§ **Supplied passage**:

= = =

Fatigue related to treatment has a temporal relationship to the intervention. When associated with chemotherapy, it often peaks within a few days and declines until the next treatment cycle.[23,24] With fractionated radiation therapy, it peaks after a period of weeks. In some cases, fatigue lingers beyond the end of chemotherapy or radiation therapy.
Cancer fatigue may also be associated with major organ dysfunction and metabolic disturbances. The connection between fatigue and anemia has been well documented,[25,26] and there is some evidence that hemoglobin levels of 11 to 12 g/dL reflect an important transition point, below which fatigue is more likely to be a problem. Although the incidence of fatigue related to cardiac or pulmonary disease, renal failure, hepatic failure, hypothyroidism, adrenal insufficiency, and neuromuscular disorders has been poorly documented, it frequently develops in association with these disorders. Similarly, metabolic derangements, such as dehydration, poor nutrition, and the changes associated with systemic infection, appear to predispose a patient to fatigue.
Fatigue has also been associated with psychological conditions, particularly depression. Based on anecdotal observations, it seems likely that anxiety and stress can induce or exacerbate fatigue. In addition, a primary sleep disorder can cause excessive daytime somnolence and fatigue. To some extent, the occurrence of fatigue in patients with depressed or anxious mood may relate to concurrent insomnia.

= = =

§ **Directions**:
• a. In the passage on cancer fatigue, rewrite the part from "Fatigue related to treatment" to "or radiation therapy.", replacing "lingers" with "persists".
• b. According to the passage on cancer fatigue, what hemoglobin levels does some evidence suggest reflect an important transition point?

= = =

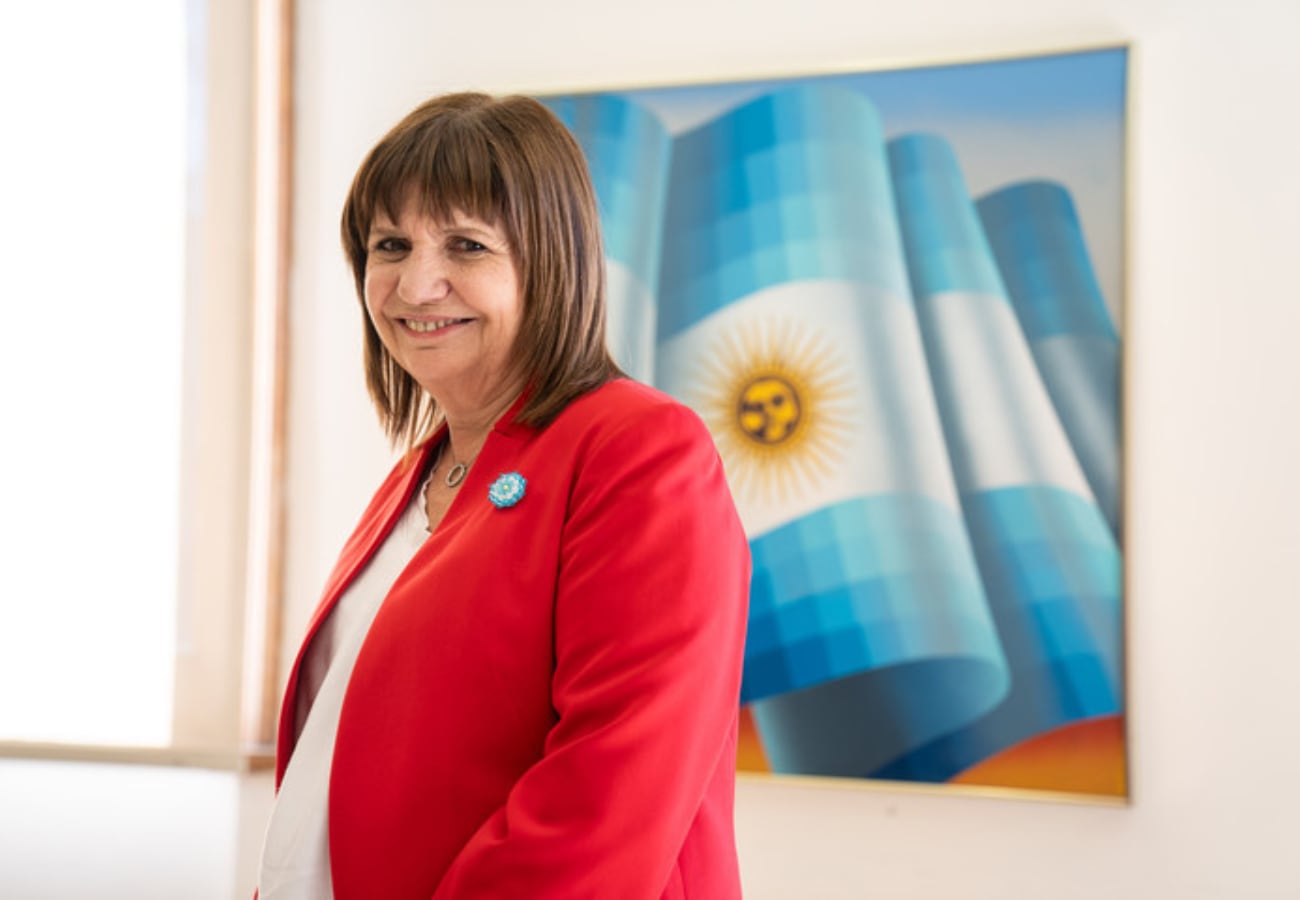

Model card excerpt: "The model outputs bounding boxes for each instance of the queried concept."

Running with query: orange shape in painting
[736,706,772,771]
[950,715,1128,797]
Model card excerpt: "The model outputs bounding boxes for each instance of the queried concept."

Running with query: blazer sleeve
[434,403,750,900]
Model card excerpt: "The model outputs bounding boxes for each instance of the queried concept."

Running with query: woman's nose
[398,250,451,303]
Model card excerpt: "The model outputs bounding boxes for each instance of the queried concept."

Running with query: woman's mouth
[402,319,472,334]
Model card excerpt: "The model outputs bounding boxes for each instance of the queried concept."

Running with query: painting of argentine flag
[542,48,1127,799]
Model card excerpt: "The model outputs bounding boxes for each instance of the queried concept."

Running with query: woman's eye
[371,238,406,254]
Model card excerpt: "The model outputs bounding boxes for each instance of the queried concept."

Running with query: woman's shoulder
[555,377,706,432]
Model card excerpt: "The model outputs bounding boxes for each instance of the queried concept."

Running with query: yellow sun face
[694,320,854,503]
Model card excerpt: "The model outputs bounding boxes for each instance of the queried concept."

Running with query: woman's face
[365,198,524,410]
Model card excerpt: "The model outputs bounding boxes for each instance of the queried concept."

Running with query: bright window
[0,0,189,745]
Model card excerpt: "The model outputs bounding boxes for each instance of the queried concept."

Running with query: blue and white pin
[488,472,528,510]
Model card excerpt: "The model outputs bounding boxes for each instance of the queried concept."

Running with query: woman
[260,94,749,900]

= = =

§ **Answers provided**:
• a.
Fatigue related to treatment has a temporal relationship to the intervention. When associated with chemotherapy, it often peaks within a few days and declines until the next treatment cycle.[23,24] With fractionated radiation therapy, it peaks after a period of weeks. In some cases, fatigue persists beyond the end of chemotherapy or radiation therapy.

• b. 11 to 12 g/dL